What to work on - Copy the listing below, starting at the line that contains "Where can the grass" and continuing through its last line, with the requests kept as they are. Scale every coordinate in the answers by 2.6 and round each result to a whole number, rounding halves up.

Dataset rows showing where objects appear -
>> Start
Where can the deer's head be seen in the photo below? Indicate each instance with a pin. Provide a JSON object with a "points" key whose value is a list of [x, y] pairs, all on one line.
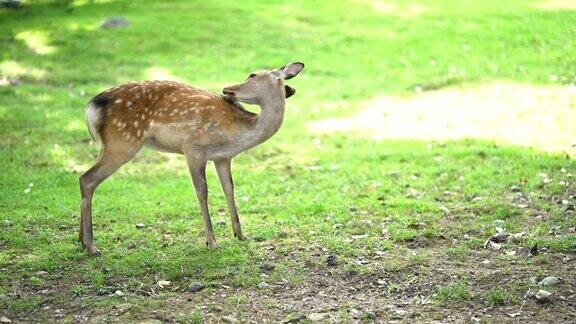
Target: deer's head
{"points": [[264, 84]]}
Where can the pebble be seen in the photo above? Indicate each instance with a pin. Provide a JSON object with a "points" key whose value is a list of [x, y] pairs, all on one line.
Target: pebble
{"points": [[316, 317], [543, 296], [287, 308], [266, 267], [229, 319], [331, 260], [115, 22], [549, 281], [294, 318], [195, 286]]}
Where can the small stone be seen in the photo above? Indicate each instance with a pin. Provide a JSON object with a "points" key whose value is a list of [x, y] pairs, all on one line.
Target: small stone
{"points": [[294, 318], [195, 286], [229, 319], [332, 260], [163, 283], [534, 250], [287, 308], [493, 246], [400, 312], [12, 4], [266, 267], [498, 222], [549, 281], [543, 296], [499, 237], [115, 22], [316, 317]]}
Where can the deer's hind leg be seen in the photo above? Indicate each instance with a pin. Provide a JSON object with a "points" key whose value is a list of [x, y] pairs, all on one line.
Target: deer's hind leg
{"points": [[111, 158]]}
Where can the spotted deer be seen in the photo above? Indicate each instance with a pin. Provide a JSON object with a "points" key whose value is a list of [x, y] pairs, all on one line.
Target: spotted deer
{"points": [[174, 117]]}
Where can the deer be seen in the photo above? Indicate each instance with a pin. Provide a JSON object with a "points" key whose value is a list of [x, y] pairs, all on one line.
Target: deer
{"points": [[177, 118]]}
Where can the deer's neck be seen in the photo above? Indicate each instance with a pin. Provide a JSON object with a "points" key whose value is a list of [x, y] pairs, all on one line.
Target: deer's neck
{"points": [[268, 123]]}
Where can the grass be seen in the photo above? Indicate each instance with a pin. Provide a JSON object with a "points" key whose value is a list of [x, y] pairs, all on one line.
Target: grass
{"points": [[403, 216], [453, 293]]}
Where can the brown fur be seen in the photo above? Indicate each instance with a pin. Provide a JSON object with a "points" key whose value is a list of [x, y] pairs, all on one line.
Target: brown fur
{"points": [[134, 109]]}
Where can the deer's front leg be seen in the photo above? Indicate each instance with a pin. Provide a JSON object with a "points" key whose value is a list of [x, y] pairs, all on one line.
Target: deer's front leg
{"points": [[225, 176], [197, 169]]}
>> End
Task response -
Where can the grass be seen in the photo above? Indicate each instance with a pin. Provide a JSON object with a "points" key whose value is a list of [x, y] pairs, all on one line.
Target: grass
{"points": [[1048, 562], [1178, 762]]}
Where can the brown fur be seen in the photo above? Indicate each instance with a pin. Provide a JSON object with a "points" key whose value is a list of [x, y] pairs, all on one line.
Target: brown fur
{"points": [[348, 283]]}
Where can the deer's front leg be seen in the photo above? Indicate each instance with a pin. Provide a JSON object with a "points" key whose value is a list of [x, y] pairs, all on one line.
Target: deer's front leg
{"points": [[585, 458], [512, 439]]}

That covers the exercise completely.